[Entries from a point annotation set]
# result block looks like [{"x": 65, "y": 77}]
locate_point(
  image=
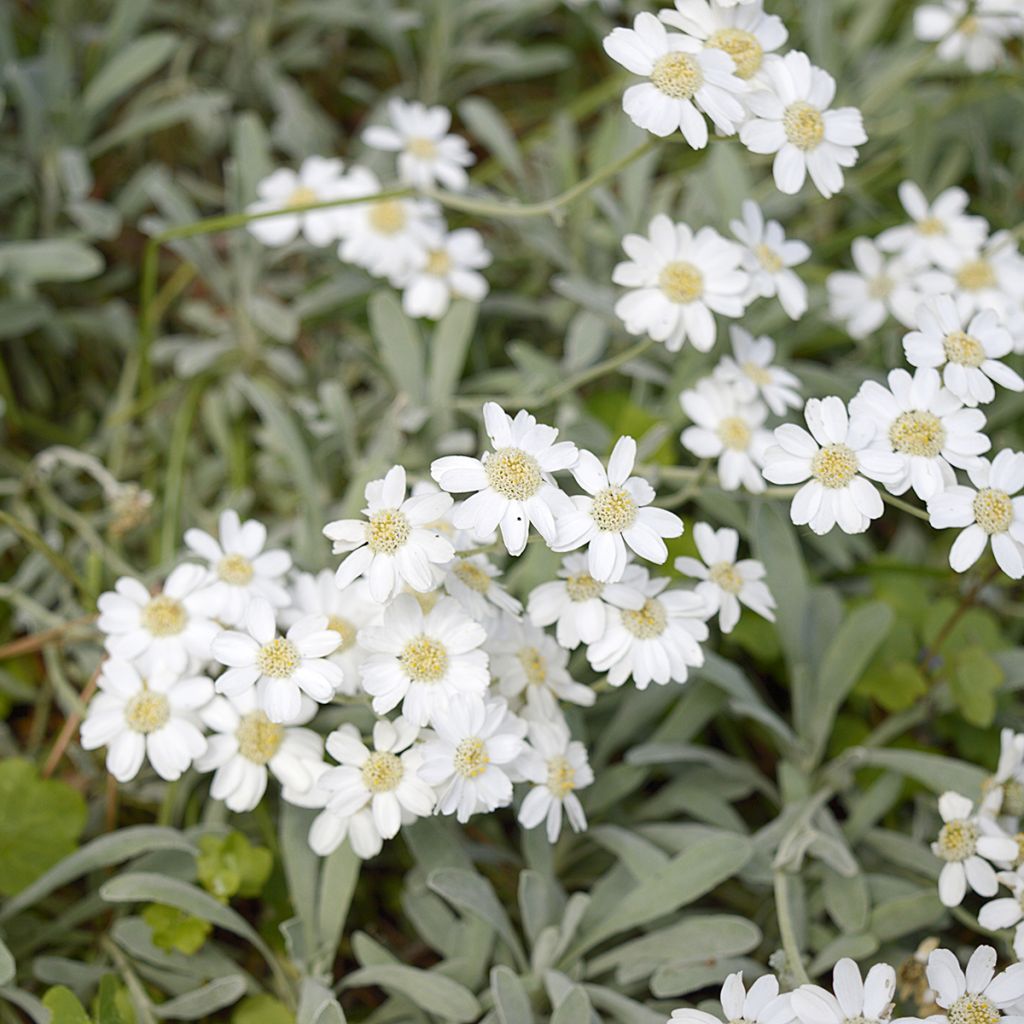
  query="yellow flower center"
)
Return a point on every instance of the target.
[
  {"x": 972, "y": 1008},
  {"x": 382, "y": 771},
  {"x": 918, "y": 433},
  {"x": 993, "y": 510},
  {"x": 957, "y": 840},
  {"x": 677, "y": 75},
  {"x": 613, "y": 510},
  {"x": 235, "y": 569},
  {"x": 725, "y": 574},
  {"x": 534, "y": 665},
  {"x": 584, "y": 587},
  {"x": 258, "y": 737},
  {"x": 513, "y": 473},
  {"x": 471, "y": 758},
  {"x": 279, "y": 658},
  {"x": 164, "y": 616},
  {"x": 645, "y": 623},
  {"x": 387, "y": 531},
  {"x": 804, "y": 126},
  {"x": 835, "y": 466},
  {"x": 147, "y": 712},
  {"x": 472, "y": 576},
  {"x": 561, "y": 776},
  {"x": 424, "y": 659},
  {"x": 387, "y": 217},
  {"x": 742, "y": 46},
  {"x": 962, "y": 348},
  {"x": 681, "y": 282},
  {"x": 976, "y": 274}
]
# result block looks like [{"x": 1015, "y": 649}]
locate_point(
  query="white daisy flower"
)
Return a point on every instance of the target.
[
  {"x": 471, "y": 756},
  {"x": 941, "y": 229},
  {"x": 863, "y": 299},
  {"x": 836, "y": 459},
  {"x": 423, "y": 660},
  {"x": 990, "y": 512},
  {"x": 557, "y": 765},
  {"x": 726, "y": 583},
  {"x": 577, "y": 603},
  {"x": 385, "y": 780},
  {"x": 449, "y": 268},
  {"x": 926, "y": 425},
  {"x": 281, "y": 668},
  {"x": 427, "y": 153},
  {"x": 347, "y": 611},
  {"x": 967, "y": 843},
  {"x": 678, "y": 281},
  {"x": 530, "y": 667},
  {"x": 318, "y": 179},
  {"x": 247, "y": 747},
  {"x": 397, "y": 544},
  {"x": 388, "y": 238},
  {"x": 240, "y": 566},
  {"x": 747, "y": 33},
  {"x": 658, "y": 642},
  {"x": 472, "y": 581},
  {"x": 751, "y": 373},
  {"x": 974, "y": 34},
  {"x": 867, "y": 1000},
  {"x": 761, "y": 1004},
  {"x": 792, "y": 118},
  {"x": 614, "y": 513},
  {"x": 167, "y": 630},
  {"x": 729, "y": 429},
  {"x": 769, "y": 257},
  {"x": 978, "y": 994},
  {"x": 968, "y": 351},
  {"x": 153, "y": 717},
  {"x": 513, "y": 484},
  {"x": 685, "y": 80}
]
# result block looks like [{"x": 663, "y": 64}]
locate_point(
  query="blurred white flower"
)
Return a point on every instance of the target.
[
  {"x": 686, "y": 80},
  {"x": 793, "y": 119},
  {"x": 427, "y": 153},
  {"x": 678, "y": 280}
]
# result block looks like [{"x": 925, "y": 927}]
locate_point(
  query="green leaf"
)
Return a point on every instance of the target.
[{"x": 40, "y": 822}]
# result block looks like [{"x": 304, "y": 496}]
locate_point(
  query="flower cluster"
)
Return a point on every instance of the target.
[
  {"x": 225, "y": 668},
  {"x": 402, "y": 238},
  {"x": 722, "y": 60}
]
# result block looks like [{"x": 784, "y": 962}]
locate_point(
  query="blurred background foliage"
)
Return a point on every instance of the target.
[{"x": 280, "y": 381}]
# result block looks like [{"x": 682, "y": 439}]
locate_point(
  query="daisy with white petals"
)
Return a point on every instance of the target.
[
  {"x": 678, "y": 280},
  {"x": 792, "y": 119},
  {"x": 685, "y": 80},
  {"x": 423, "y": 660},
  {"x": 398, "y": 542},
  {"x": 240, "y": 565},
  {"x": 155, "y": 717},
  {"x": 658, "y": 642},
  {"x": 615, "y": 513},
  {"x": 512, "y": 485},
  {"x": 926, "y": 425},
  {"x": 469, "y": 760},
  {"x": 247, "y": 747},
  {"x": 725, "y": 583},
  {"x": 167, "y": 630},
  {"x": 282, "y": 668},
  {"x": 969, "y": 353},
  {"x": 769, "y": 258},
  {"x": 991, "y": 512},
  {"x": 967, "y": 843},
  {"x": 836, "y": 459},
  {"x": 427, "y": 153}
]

---

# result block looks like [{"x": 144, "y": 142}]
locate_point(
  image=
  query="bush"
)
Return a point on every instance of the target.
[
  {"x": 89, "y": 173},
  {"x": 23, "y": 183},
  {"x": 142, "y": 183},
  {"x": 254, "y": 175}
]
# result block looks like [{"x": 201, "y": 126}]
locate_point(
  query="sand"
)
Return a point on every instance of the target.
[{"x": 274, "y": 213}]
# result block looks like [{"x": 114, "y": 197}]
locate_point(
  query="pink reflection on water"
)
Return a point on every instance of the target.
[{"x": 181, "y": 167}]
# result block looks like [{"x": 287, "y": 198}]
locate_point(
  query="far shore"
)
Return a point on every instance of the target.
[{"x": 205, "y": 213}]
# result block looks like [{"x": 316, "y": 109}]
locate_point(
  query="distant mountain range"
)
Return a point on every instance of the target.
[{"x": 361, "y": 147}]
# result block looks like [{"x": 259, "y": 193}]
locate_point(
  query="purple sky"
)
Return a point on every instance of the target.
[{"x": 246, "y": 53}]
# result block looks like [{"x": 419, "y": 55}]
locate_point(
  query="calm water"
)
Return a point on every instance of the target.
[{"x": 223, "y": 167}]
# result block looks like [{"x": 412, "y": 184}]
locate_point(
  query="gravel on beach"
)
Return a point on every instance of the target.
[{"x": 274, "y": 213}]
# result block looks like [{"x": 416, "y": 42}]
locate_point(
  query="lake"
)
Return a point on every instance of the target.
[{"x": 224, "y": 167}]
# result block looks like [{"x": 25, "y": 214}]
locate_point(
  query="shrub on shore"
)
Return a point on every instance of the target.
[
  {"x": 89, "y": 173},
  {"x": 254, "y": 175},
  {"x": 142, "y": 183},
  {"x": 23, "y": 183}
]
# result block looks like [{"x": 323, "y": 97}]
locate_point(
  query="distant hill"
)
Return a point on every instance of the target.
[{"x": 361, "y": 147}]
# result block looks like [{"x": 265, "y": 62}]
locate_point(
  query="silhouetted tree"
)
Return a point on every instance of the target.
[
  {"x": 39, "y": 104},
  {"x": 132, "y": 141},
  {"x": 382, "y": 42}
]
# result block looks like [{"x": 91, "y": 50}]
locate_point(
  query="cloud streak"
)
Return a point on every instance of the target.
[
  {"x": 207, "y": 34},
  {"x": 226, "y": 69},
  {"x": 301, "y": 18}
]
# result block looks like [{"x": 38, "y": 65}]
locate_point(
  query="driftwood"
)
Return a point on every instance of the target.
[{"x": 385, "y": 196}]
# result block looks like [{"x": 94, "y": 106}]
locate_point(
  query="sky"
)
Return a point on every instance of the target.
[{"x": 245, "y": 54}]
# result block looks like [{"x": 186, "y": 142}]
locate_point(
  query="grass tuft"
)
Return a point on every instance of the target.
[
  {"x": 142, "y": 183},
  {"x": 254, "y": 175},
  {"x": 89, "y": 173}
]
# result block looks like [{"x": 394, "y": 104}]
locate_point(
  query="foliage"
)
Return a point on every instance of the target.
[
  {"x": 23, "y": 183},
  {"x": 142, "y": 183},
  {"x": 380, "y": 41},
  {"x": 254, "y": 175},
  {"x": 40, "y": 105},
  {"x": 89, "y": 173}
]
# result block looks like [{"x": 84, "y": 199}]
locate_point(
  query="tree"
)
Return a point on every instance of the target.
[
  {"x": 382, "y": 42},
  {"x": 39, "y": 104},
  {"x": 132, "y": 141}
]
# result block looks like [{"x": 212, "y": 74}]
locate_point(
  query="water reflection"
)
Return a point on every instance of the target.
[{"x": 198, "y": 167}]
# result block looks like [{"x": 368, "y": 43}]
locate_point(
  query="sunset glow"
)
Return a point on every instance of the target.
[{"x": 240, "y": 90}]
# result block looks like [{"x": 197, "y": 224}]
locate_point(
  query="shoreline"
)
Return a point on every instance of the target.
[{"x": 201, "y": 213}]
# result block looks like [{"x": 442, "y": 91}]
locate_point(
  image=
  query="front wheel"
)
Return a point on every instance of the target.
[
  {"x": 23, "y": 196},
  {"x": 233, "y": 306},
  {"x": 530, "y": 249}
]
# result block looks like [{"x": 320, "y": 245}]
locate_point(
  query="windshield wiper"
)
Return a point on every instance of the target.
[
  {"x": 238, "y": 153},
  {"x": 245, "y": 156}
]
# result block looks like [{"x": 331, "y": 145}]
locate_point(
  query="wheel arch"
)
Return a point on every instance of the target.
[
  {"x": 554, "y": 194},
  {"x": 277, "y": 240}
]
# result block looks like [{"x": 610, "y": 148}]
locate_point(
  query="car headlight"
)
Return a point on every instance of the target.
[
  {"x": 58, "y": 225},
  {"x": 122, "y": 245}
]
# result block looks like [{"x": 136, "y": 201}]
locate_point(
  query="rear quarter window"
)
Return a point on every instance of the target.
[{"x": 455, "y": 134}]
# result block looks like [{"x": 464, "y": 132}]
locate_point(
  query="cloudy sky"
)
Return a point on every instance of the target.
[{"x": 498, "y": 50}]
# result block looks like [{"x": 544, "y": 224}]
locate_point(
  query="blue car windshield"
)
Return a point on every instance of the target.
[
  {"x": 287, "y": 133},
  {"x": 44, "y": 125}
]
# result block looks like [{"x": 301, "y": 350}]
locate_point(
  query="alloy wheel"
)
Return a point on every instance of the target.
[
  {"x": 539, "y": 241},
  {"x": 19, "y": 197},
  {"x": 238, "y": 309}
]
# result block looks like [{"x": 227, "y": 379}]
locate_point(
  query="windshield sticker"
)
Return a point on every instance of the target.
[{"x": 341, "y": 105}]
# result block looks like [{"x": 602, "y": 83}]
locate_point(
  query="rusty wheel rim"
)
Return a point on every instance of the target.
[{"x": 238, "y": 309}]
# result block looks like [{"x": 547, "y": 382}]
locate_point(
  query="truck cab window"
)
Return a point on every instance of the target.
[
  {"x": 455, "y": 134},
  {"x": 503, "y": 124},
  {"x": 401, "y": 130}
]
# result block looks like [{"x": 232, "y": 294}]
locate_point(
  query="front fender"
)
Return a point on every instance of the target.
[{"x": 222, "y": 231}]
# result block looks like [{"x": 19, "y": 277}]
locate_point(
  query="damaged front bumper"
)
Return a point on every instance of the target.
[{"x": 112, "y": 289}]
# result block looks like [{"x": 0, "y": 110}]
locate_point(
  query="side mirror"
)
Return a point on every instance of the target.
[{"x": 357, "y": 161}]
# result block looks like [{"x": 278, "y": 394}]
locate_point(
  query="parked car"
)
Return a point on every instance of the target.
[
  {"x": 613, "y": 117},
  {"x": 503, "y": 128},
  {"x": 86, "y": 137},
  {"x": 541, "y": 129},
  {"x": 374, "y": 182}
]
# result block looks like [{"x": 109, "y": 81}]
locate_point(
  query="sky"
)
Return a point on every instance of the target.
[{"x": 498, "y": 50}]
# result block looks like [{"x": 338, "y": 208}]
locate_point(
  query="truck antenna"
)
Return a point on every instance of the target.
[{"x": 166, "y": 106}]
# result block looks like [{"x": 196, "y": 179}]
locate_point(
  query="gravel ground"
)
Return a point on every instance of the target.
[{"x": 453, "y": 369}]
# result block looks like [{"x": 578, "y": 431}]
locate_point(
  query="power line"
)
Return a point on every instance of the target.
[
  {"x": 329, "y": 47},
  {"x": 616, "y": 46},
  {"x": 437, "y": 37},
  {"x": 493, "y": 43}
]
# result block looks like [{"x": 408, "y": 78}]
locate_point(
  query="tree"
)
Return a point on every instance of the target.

**TASK DIRECTIONS:** Filter the data above down to the lines that contain the string "windshield", and copy each one. Match case exactly.

**ANSWER IN FULL:**
  query="windshield wiper"
  query="blue car windshield"
  query="windshield sticker"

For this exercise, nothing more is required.